Raw records
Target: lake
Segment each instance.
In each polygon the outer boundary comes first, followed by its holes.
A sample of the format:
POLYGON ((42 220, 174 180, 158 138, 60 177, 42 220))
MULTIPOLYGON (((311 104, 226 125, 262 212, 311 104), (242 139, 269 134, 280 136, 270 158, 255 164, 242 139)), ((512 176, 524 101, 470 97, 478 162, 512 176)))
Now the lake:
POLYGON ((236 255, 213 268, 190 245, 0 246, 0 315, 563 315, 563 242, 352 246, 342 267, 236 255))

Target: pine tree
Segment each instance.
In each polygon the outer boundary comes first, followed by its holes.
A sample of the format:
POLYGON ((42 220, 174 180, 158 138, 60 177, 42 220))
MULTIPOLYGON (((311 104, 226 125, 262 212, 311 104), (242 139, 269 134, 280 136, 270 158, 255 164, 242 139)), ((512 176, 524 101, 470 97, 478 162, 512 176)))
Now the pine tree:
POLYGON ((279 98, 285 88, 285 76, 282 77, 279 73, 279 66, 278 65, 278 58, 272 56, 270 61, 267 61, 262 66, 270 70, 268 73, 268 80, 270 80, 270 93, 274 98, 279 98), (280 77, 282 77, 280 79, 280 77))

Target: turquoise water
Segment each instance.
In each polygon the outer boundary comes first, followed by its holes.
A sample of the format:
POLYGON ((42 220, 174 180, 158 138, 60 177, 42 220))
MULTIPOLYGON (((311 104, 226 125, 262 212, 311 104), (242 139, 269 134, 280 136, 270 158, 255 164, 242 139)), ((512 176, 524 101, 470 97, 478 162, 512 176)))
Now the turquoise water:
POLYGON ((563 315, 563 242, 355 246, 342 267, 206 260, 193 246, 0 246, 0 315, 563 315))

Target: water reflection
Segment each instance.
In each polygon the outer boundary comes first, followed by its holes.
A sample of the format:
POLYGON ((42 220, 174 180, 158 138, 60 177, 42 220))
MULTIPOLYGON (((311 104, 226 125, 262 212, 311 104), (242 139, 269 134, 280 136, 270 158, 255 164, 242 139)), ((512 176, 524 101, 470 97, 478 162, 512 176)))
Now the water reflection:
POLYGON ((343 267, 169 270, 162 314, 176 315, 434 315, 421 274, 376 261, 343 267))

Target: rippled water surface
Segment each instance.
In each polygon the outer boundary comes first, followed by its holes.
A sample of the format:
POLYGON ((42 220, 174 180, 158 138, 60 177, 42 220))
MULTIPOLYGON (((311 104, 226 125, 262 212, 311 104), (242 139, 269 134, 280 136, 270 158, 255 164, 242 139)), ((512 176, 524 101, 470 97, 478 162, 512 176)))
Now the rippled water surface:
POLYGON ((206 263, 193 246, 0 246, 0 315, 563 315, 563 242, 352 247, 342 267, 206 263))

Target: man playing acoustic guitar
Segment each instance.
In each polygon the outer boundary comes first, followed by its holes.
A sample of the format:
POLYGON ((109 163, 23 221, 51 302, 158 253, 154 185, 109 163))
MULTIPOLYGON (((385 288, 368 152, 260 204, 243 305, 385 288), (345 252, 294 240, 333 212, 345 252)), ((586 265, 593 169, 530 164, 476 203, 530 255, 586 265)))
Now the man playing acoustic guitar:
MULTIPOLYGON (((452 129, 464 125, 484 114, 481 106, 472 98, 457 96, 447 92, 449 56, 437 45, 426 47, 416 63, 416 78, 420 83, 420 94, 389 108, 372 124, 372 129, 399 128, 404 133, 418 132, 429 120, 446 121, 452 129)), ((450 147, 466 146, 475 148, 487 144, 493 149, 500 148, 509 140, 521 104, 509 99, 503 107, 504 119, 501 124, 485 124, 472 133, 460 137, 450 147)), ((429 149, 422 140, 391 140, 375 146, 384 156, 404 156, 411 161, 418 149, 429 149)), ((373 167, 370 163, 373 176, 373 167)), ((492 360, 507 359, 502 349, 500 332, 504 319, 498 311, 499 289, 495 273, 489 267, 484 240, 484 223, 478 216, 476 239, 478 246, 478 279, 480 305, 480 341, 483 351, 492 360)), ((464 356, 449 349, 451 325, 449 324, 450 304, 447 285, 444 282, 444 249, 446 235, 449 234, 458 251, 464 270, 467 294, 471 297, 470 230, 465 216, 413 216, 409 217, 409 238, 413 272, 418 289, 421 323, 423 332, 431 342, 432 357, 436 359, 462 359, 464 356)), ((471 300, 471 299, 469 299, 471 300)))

...

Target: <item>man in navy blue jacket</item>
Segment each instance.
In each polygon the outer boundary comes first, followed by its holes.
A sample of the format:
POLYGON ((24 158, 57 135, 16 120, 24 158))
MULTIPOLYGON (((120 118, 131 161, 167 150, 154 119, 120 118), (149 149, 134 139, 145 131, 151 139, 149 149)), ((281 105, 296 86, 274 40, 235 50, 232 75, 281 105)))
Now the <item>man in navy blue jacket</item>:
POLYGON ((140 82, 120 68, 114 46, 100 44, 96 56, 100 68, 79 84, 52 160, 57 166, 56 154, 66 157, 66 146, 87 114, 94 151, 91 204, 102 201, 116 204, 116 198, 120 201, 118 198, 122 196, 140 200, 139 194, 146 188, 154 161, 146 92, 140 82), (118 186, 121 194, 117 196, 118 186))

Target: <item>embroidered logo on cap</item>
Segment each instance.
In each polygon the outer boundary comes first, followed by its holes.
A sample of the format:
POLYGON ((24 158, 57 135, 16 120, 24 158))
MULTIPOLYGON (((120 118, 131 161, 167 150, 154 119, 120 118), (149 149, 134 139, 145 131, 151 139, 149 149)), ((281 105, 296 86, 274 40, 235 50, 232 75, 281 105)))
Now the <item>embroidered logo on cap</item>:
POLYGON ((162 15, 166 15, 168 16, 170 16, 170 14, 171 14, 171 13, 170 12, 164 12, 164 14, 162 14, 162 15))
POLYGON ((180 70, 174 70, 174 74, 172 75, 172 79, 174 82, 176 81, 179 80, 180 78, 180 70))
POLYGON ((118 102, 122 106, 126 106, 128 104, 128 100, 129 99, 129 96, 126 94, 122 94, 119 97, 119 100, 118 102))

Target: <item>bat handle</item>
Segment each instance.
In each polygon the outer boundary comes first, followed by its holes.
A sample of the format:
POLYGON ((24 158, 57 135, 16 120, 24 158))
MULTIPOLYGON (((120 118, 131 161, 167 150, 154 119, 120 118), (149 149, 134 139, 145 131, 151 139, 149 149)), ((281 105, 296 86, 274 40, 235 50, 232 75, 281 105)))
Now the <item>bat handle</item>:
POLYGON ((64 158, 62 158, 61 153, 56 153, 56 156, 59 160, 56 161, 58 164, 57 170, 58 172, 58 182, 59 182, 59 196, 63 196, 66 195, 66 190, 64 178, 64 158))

--

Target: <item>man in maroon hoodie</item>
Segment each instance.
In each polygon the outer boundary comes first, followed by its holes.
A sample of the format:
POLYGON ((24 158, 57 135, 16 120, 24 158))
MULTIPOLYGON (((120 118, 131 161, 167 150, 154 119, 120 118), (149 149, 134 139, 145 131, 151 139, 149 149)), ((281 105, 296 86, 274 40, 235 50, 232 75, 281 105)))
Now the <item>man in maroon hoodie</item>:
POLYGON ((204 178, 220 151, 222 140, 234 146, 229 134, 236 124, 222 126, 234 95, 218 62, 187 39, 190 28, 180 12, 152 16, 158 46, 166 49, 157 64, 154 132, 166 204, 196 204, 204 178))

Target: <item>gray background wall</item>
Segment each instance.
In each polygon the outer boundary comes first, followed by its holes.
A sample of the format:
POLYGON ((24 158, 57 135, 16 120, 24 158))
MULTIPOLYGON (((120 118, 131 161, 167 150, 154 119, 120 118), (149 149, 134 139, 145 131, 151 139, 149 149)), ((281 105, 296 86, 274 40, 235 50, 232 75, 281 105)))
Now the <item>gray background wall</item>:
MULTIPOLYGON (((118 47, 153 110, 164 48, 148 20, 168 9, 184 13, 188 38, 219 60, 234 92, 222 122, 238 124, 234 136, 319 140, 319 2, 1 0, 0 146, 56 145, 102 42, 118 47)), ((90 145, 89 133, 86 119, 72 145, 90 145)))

**Work to be completed**
Reproduce the lines of the records above word for word, beginning with the line containing "Target: lake" and continuing through the line containing "POLYGON ((236 255, 213", with both of those lines included.

**Final result**
Target: lake
Segment each instance.
In each polygon the outer boundary comes first, followed by its holes.
A sample of the format:
POLYGON ((42 220, 174 180, 158 138, 60 177, 42 220))
MULTIPOLYGON (((311 104, 226 125, 262 212, 311 104), (242 139, 269 134, 280 136, 270 158, 255 164, 242 139)), ((512 176, 524 101, 470 97, 478 162, 512 176)))
Now the lake:
POLYGON ((236 255, 213 268, 190 245, 0 246, 0 315, 563 315, 563 242, 352 246, 342 267, 236 255))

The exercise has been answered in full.